## LISTA DE TAREAS
- a) Según el texto sobre Ford y México, ¿en qué fábrica se planea empezar a armar las primeras unidades del SUV eléctrico?
- b) Sigue escribiendo el texto sobre Ford y México a partir de su última oración.

## TEXTO MOSTRADO

»»

El interés de los fabricantes de coches estadounidenses es dirigir a México, fundamentalmente, la producción de los utilitarios más pequeños. El motivo: la mano de obra es mucho más barata –esa ha sido la mayor arma del país latinoamericano para competir, sobre todo, frente a los países asiáticos– y los márgenes resultantes son mayores. En este caso se trata de un Ford crossover o SUV impulsado únicamente por un motor eléctrico que tiene una autonomía de 480 kilómetros sin necesidad de recargar sus baterías. El plan de la firma con sede en Dearborn es que las primeras unidades empiecen a ensamblarse en el verano de 2020 en la fábrica que opera en Cuautitlán (Estado de México), en lugar de Flat Rock (Michigan).

««

## DATOS EXTRAÍDOS
»»

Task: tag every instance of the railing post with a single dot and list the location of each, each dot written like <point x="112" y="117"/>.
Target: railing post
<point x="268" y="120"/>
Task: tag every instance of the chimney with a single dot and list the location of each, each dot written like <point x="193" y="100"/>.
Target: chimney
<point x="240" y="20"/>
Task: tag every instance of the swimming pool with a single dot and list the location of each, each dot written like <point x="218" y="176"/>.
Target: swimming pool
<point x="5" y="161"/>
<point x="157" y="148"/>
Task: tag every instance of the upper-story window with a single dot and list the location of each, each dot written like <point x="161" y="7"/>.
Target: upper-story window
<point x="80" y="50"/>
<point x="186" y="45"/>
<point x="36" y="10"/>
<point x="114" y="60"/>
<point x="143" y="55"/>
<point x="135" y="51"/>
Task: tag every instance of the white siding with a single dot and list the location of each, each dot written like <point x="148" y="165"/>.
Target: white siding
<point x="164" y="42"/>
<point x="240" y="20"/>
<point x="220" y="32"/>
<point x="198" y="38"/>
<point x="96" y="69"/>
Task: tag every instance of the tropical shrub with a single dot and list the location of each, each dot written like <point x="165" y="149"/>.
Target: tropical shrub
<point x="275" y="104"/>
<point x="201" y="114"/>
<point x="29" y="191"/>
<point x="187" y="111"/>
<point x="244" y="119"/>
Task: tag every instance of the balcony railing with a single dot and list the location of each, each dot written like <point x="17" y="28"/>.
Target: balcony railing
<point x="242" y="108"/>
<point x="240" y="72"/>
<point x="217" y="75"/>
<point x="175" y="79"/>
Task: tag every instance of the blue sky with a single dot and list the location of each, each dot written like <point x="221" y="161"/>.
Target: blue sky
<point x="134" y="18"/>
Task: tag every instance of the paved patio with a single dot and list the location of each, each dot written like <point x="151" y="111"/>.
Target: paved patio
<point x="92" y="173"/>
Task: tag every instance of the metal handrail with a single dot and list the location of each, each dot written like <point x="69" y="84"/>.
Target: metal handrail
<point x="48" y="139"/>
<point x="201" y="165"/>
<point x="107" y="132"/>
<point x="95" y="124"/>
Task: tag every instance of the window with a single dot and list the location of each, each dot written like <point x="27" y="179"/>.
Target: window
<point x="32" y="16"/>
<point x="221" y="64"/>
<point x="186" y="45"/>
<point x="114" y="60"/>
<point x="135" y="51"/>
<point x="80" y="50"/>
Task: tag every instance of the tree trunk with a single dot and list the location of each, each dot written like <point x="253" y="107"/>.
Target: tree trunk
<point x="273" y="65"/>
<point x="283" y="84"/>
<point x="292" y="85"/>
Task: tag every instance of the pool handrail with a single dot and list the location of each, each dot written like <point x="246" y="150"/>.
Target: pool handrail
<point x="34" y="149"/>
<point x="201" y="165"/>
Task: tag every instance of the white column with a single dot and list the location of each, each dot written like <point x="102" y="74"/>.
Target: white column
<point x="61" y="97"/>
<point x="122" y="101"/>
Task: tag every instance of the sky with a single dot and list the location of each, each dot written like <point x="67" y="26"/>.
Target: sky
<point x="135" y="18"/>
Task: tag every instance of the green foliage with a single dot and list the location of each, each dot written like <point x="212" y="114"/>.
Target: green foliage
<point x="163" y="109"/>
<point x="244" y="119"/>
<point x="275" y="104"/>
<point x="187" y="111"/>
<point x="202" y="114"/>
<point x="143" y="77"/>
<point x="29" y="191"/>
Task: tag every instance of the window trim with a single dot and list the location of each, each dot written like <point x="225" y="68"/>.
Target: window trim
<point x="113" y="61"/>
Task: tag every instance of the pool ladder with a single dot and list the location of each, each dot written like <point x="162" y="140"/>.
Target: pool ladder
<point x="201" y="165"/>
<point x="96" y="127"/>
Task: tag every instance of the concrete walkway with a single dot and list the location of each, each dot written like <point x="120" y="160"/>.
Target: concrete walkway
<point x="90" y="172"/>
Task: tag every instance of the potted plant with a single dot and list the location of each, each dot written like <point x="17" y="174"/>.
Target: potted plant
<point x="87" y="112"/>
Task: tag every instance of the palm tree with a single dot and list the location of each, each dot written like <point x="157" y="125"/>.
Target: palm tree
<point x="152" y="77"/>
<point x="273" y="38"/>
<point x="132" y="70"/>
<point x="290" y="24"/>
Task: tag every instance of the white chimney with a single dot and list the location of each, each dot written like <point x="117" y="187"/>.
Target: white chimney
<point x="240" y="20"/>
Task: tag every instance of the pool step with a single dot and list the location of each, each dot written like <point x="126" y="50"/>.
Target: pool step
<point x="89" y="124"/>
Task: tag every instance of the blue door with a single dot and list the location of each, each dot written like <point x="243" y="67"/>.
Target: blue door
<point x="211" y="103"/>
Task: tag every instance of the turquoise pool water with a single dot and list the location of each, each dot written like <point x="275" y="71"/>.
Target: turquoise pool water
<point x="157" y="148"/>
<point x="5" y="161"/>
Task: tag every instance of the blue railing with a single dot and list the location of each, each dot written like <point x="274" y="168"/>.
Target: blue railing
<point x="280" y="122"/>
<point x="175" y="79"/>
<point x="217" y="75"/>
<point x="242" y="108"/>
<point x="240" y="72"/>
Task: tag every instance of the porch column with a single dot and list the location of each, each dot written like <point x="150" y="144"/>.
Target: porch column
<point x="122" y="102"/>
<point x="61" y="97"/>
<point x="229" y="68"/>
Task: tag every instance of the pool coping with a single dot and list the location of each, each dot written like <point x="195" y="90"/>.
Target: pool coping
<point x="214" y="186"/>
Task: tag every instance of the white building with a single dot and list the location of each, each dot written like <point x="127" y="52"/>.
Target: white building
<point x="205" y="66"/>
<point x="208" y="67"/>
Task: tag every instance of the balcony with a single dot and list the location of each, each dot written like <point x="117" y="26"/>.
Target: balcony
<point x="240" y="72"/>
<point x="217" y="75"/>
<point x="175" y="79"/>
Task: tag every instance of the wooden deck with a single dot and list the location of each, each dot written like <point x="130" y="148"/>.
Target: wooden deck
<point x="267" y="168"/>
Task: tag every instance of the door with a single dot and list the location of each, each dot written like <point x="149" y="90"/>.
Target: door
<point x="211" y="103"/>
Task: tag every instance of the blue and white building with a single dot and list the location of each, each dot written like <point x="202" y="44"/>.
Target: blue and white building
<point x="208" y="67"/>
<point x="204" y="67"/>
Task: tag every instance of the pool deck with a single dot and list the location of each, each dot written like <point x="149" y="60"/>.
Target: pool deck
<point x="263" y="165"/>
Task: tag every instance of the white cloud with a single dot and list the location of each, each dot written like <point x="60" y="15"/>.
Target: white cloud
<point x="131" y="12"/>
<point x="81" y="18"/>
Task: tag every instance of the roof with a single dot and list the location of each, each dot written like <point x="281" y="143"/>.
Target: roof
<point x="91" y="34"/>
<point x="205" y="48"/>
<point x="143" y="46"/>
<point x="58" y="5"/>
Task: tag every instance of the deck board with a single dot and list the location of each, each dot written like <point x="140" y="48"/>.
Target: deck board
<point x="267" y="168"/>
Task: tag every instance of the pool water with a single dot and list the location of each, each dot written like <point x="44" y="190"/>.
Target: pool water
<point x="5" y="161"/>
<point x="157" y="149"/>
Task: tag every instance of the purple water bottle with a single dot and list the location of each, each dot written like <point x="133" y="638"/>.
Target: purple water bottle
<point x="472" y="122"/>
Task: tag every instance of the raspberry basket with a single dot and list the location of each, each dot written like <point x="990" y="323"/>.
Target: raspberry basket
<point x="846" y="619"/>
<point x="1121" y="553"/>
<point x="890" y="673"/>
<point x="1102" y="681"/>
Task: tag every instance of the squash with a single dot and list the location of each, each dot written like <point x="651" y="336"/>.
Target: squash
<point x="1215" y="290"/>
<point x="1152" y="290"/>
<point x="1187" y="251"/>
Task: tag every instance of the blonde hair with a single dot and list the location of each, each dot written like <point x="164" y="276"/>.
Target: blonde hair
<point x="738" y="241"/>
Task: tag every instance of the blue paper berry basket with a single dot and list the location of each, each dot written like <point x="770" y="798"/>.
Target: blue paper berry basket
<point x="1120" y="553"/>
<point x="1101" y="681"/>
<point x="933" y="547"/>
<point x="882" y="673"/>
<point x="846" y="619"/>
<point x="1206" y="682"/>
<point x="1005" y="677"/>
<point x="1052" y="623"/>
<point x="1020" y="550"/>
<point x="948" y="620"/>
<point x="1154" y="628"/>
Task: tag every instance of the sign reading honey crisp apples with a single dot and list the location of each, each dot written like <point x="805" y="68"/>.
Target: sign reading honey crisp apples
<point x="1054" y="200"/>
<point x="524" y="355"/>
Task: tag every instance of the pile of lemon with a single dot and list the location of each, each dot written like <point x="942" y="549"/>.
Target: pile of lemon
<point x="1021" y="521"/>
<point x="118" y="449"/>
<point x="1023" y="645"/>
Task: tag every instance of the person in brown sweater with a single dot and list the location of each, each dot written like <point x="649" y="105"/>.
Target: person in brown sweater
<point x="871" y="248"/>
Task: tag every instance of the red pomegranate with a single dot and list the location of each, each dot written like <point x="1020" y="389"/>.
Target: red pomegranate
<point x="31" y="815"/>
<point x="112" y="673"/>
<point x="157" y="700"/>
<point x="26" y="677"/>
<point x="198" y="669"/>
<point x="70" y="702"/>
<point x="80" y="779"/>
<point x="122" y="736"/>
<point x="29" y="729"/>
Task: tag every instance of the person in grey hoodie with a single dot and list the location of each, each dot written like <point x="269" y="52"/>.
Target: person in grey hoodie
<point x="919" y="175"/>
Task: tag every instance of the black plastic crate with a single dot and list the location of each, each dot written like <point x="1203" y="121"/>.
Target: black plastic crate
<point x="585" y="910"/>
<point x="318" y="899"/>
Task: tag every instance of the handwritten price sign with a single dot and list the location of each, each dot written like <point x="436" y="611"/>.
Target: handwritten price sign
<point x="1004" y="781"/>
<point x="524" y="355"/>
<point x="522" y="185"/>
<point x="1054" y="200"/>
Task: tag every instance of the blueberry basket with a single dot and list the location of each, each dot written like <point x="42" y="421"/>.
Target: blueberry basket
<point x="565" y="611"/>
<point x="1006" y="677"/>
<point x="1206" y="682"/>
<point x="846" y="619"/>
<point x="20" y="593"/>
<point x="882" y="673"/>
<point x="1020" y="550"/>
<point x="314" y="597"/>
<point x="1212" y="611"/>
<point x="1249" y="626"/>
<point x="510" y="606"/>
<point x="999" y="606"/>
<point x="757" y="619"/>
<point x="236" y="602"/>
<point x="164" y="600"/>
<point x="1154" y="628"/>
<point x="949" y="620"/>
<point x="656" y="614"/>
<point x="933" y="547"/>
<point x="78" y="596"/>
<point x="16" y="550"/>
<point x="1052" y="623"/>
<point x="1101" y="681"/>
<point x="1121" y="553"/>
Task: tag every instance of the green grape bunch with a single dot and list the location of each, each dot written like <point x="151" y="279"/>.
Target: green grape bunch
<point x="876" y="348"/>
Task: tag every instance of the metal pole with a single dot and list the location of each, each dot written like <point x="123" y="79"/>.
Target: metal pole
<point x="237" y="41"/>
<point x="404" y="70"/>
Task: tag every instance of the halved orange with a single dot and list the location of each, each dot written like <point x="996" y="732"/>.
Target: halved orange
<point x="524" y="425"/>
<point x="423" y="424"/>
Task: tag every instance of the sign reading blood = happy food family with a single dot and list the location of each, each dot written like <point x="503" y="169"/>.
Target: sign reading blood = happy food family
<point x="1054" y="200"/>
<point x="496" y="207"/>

««

## RESULTADOS
- a) En la fábrica que Ford opera en Cuautitlán (Estado de México).

- b)
En una nota, la dirección de Ford busca de esta manera que el nuevo vehículo llegue a potenciales clientes globales de una manera más efectiva. México, de hecho, se utiliza también como principal plataforma de los gigantes automovilísticos estadounidenses para distribuir sus vehículos a escala internacional, aprovechando así el enorme abanico de acuerdos comerciales (12 con 46 países) firmado por el país latinoamericano. La demanda de coches de tipo crossover está creciendo, no solo en EE UU sino también en el resto de América y en Europa, a medida que los clientes optan por ellos para sustituir a los utilitarios de tamaño medio.
El anuncio supone un giro de 180 grados en los planes y un revés para la Administración Trump en plena renegociación del Tratado de Libre Comercio de América del Norte (TLC), que quiere inhibir cualquier nueva inversión estadounidense en el vecino sureño. El sector automotriz es, quizá, el que más se juega en la actualización del mayor acuerdo de libre cambio del planeta. En la actualidad, es el mayor catalizador del comercio trilateral y el mayor responsable del abultado déficit comercial estadounidense con México. Si fracasa, por tanto, la automovilística también sería la industria más afectada aunque sus efectos llevarían tiempo en materializarse porque el cambio en la producción no es fácil y los desembolsos en plantas producción en México han sido muy altos en las dos últimas décadas.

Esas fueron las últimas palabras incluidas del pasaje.